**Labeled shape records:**

___

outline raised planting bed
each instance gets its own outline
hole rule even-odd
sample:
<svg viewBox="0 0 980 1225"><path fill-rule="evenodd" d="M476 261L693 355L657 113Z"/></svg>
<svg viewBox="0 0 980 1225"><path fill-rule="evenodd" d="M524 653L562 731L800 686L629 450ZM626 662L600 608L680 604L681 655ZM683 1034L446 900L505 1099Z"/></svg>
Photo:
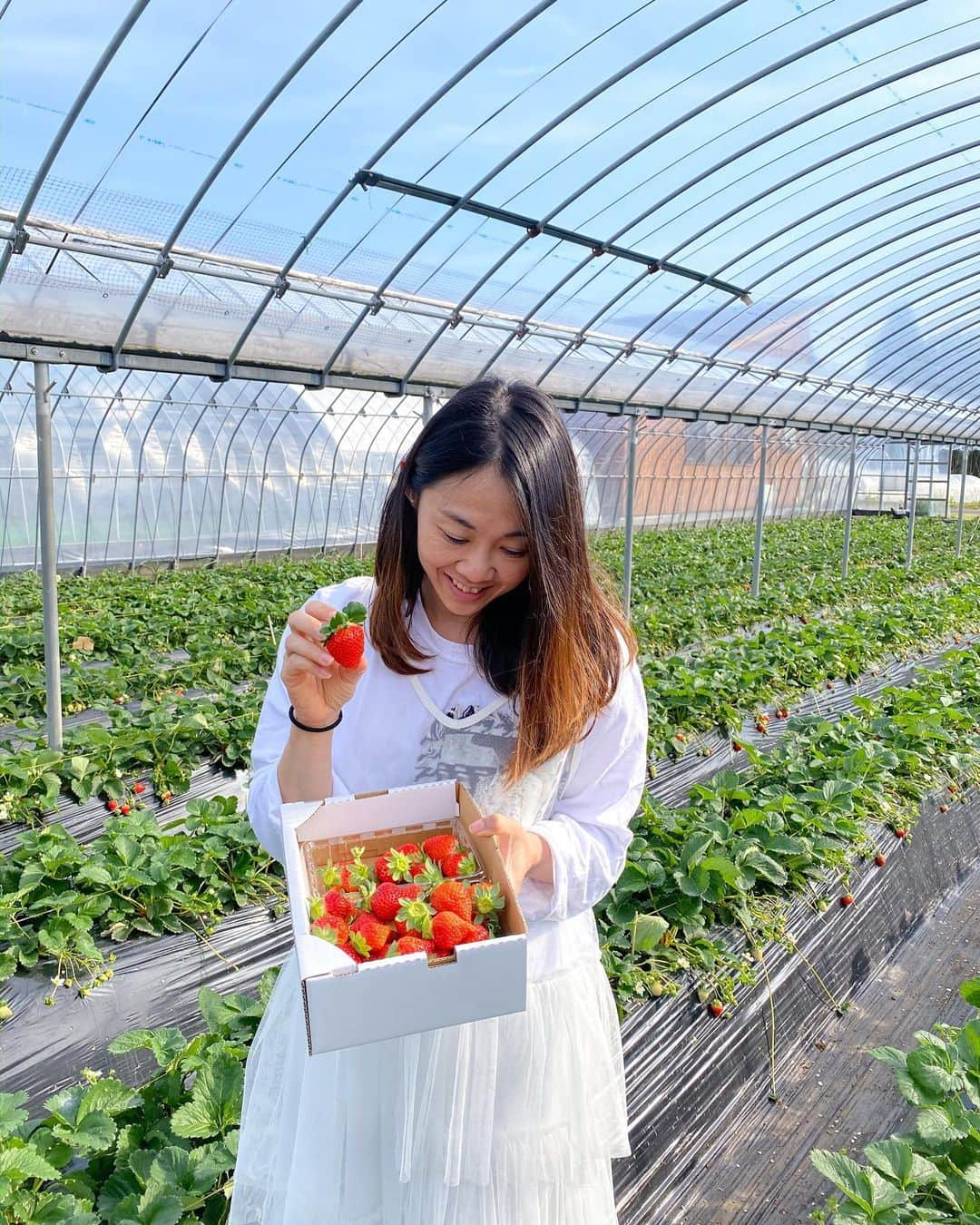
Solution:
<svg viewBox="0 0 980 1225"><path fill-rule="evenodd" d="M706 1166L730 1143L740 1111L771 1094L778 1101L783 1077L835 1016L834 1001L846 1003L980 862L980 794L971 790L941 815L944 799L938 793L922 806L913 837L877 832L887 865L855 865L851 905L834 900L818 911L805 898L793 900L786 930L795 951L767 946L761 981L736 986L735 1008L726 1006L715 1018L686 990L627 1016L622 1035L633 1153L614 1165L620 1225L666 1225L692 1207ZM843 892L833 876L826 892ZM744 941L733 938L733 953L739 944ZM676 1219L707 1225L697 1212Z"/></svg>

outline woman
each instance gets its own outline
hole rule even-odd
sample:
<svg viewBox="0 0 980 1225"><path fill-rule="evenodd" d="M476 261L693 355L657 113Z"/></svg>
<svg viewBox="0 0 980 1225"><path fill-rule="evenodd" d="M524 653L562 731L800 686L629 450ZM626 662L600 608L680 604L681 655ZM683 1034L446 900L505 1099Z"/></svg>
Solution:
<svg viewBox="0 0 980 1225"><path fill-rule="evenodd" d="M368 606L355 669L320 635L350 600ZM473 383L405 456L374 577L289 616L247 810L282 859L283 802L463 782L527 919L527 1011L311 1057L290 953L246 1065L232 1225L616 1221L610 1159L630 1143L592 907L625 865L646 748L636 639L590 570L567 430L537 388Z"/></svg>

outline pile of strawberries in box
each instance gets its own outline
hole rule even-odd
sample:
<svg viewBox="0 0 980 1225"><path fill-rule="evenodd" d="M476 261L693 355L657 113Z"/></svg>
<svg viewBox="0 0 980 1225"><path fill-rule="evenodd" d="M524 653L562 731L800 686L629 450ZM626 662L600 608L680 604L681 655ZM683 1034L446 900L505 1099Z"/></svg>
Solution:
<svg viewBox="0 0 980 1225"><path fill-rule="evenodd" d="M453 834L391 846L372 864L363 846L352 846L350 856L317 870L325 892L310 902L310 929L355 962L407 953L428 953L431 962L500 935L500 888L479 878Z"/></svg>

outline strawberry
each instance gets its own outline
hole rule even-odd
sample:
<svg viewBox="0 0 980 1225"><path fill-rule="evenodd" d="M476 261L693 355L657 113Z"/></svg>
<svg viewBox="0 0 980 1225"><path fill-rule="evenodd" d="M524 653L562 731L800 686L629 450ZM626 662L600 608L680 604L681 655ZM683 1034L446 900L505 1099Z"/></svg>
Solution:
<svg viewBox="0 0 980 1225"><path fill-rule="evenodd" d="M350 931L343 919L336 915L320 915L310 925L314 936L328 940L331 944L345 944L350 938Z"/></svg>
<svg viewBox="0 0 980 1225"><path fill-rule="evenodd" d="M440 910L432 919L432 940L437 953L451 953L457 944L466 944L473 935L474 925L452 910Z"/></svg>
<svg viewBox="0 0 980 1225"><path fill-rule="evenodd" d="M323 894L323 909L327 914L334 915L337 919L353 919L354 916L354 903L350 898L342 893L341 889L327 889Z"/></svg>
<svg viewBox="0 0 980 1225"><path fill-rule="evenodd" d="M402 936L396 947L399 953L431 953L436 946L420 936Z"/></svg>
<svg viewBox="0 0 980 1225"><path fill-rule="evenodd" d="M473 915L478 921L496 916L496 911L505 907L500 886L491 884L489 881L478 881L475 884L470 884L469 895L473 899Z"/></svg>
<svg viewBox="0 0 980 1225"><path fill-rule="evenodd" d="M355 936L360 936L368 944L369 953L375 953L383 948L391 940L392 930L383 922L379 922L374 915L361 911L350 924L350 943L354 944ZM354 944L356 948L356 944Z"/></svg>
<svg viewBox="0 0 980 1225"><path fill-rule="evenodd" d="M404 924L405 935L421 935L426 940L432 935L432 915L435 910L421 898L405 898L394 916L394 931L399 932L399 924Z"/></svg>
<svg viewBox="0 0 980 1225"><path fill-rule="evenodd" d="M429 902L437 911L450 911L464 922L473 919L473 898L466 884L458 881L443 881L442 884L437 884L429 894Z"/></svg>
<svg viewBox="0 0 980 1225"><path fill-rule="evenodd" d="M458 846L459 843L452 834L432 834L431 838L426 838L421 844L421 849L429 859L434 859L437 864L447 855L452 855Z"/></svg>
<svg viewBox="0 0 980 1225"><path fill-rule="evenodd" d="M379 884L371 894L370 904L371 914L376 919L388 922L402 908L402 891L393 881Z"/></svg>
<svg viewBox="0 0 980 1225"><path fill-rule="evenodd" d="M364 617L368 609L356 601L344 604L330 621L320 627L327 639L327 650L341 668L356 668L364 654Z"/></svg>
<svg viewBox="0 0 980 1225"><path fill-rule="evenodd" d="M479 871L477 860L469 851L456 851L453 855L447 855L441 861L441 866L445 876L473 876L474 872Z"/></svg>

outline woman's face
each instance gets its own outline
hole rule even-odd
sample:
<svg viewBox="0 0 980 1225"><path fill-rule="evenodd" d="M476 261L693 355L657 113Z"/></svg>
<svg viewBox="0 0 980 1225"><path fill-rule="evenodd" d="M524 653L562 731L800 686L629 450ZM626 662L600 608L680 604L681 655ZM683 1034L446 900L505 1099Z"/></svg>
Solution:
<svg viewBox="0 0 980 1225"><path fill-rule="evenodd" d="M474 612L522 583L530 568L513 496L488 464L428 485L418 500L409 490L408 497L418 512L425 611L439 633L464 642Z"/></svg>

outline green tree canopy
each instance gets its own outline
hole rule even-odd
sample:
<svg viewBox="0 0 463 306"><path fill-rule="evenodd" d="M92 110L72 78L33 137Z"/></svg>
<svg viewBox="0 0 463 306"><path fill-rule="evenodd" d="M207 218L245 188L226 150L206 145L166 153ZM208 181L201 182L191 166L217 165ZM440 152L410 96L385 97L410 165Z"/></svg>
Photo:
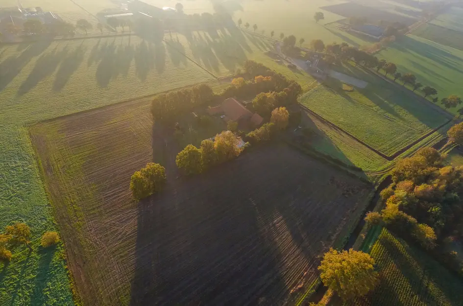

___

**Task requirements:** Return these lines unchanged, leaving out the pictures.

**Result of the task:**
outline raised planting bed
each instance gets its own outline
hole rule even-odd
sample:
<svg viewBox="0 0 980 1225"><path fill-rule="evenodd" d="M476 261L693 355L657 113Z"/></svg>
<svg viewBox="0 0 980 1225"><path fill-rule="evenodd" d="M524 653L562 731L800 686L629 450ZM626 662L600 608L680 604L681 655ZM683 1034L446 900L505 1099Z"/></svg>
Photo:
Solution:
<svg viewBox="0 0 980 1225"><path fill-rule="evenodd" d="M706 1166L730 1143L740 1111L771 1094L778 1101L783 1077L835 1016L834 1001L846 1003L980 862L980 794L971 790L941 815L944 799L938 793L922 806L913 837L877 832L887 865L855 865L851 905L834 900L818 911L805 898L793 900L786 930L795 951L767 946L761 981L736 986L735 1008L726 1006L715 1018L686 990L627 1016L622 1035L633 1153L614 1165L620 1225L666 1225L692 1207ZM843 892L833 876L826 892ZM744 941L733 938L733 953L739 944ZM676 1219L707 1225L697 1212Z"/></svg>

outline woman
each instance gets its own outline
hole rule even-odd
sample:
<svg viewBox="0 0 980 1225"><path fill-rule="evenodd" d="M476 261L693 355L657 113Z"/></svg>
<svg viewBox="0 0 980 1225"><path fill-rule="evenodd" d="M524 653L562 731L800 686L629 450ZM626 662L600 608L680 604L681 655ZM683 1034L446 900L505 1099Z"/></svg>
Solution:
<svg viewBox="0 0 980 1225"><path fill-rule="evenodd" d="M368 606L355 669L320 635L350 600ZM473 383L405 456L374 577L289 616L247 810L282 859L283 802L463 782L527 919L527 1011L311 1057L290 953L246 1065L232 1225L616 1221L610 1159L630 1143L592 907L625 865L646 748L636 639L590 570L567 430L537 388Z"/></svg>

outline pile of strawberries in box
each instance gets its own outline
hole rule even-odd
sample:
<svg viewBox="0 0 980 1225"><path fill-rule="evenodd" d="M476 261L693 355L657 113Z"/></svg>
<svg viewBox="0 0 980 1225"><path fill-rule="evenodd" d="M524 653L562 731L800 686L629 450ZM626 662L600 608L680 604L681 655ZM683 1034L446 900L505 1099Z"/></svg>
Solution:
<svg viewBox="0 0 980 1225"><path fill-rule="evenodd" d="M453 834L391 846L372 864L363 846L352 846L350 856L317 870L325 892L310 902L310 929L355 962L407 953L428 953L431 962L500 935L500 888L479 878Z"/></svg>

outline strawberry
each instance gets its own outline
hole rule even-odd
sample:
<svg viewBox="0 0 980 1225"><path fill-rule="evenodd" d="M476 261L693 355L657 113Z"/></svg>
<svg viewBox="0 0 980 1225"><path fill-rule="evenodd" d="M524 653L562 731L800 686L629 450ZM626 662L600 608L680 604L681 655ZM683 1034L446 900L505 1099Z"/></svg>
Solution:
<svg viewBox="0 0 980 1225"><path fill-rule="evenodd" d="M350 931L343 919L336 915L320 915L310 925L314 936L328 940L331 944L345 944L350 938Z"/></svg>
<svg viewBox="0 0 980 1225"><path fill-rule="evenodd" d="M440 910L432 919L432 940L437 953L451 953L457 944L466 944L473 935L474 925L452 910Z"/></svg>
<svg viewBox="0 0 980 1225"><path fill-rule="evenodd" d="M323 894L323 909L327 914L334 915L337 919L353 919L354 916L354 903L350 898L342 893L341 889L327 889Z"/></svg>
<svg viewBox="0 0 980 1225"><path fill-rule="evenodd" d="M402 936L396 947L399 953L431 953L436 946L420 936Z"/></svg>
<svg viewBox="0 0 980 1225"><path fill-rule="evenodd" d="M473 915L478 921L496 916L496 911L505 907L500 886L491 884L489 881L478 881L475 884L470 884L469 895L473 899Z"/></svg>
<svg viewBox="0 0 980 1225"><path fill-rule="evenodd" d="M355 936L360 936L368 944L369 953L375 953L383 948L391 940L392 930L383 922L379 922L374 915L361 911L350 924L350 943L354 944ZM354 944L356 948L356 944Z"/></svg>
<svg viewBox="0 0 980 1225"><path fill-rule="evenodd" d="M404 924L405 935L421 935L426 940L432 935L432 915L435 910L421 898L405 898L394 916L394 931L399 932L399 924Z"/></svg>
<svg viewBox="0 0 980 1225"><path fill-rule="evenodd" d="M429 902L437 911L450 911L464 922L473 919L473 898L466 884L458 881L443 881L442 884L437 884L429 894Z"/></svg>
<svg viewBox="0 0 980 1225"><path fill-rule="evenodd" d="M458 846L459 843L452 834L432 834L431 838L426 838L421 844L421 849L429 859L434 859L437 864L447 855L452 855Z"/></svg>
<svg viewBox="0 0 980 1225"><path fill-rule="evenodd" d="M379 884L371 894L370 904L371 914L376 919L388 922L402 908L402 891L393 881Z"/></svg>
<svg viewBox="0 0 980 1225"><path fill-rule="evenodd" d="M364 617L368 609L356 601L344 604L330 621L320 627L327 639L327 650L341 668L356 668L364 654Z"/></svg>
<svg viewBox="0 0 980 1225"><path fill-rule="evenodd" d="M479 871L477 860L469 851L456 851L453 855L447 855L441 861L441 866L445 876L473 876L474 872Z"/></svg>

outline woman's face
each instance gets its own outline
hole rule even-odd
sample:
<svg viewBox="0 0 980 1225"><path fill-rule="evenodd" d="M476 261L693 355L657 113Z"/></svg>
<svg viewBox="0 0 980 1225"><path fill-rule="evenodd" d="M524 653L562 731L800 686L629 450ZM626 662L600 608L680 604L681 655ZM683 1034L446 900L505 1099Z"/></svg>
Solution:
<svg viewBox="0 0 980 1225"><path fill-rule="evenodd" d="M474 612L522 583L530 568L513 496L488 464L428 485L418 500L409 490L408 497L418 512L425 611L439 633L464 642Z"/></svg>

outline green tree canopy
each instance gets its own outline
hole rule even-odd
sample:
<svg viewBox="0 0 463 306"><path fill-rule="evenodd" d="M92 110L72 78L33 137Z"/></svg>
<svg viewBox="0 0 463 306"><path fill-rule="evenodd" d="M207 218L245 188L226 150L206 145L166 153ZM208 181L201 182L191 166L217 165ZM440 152L410 96L385 97L410 165Z"/></svg>
Photo:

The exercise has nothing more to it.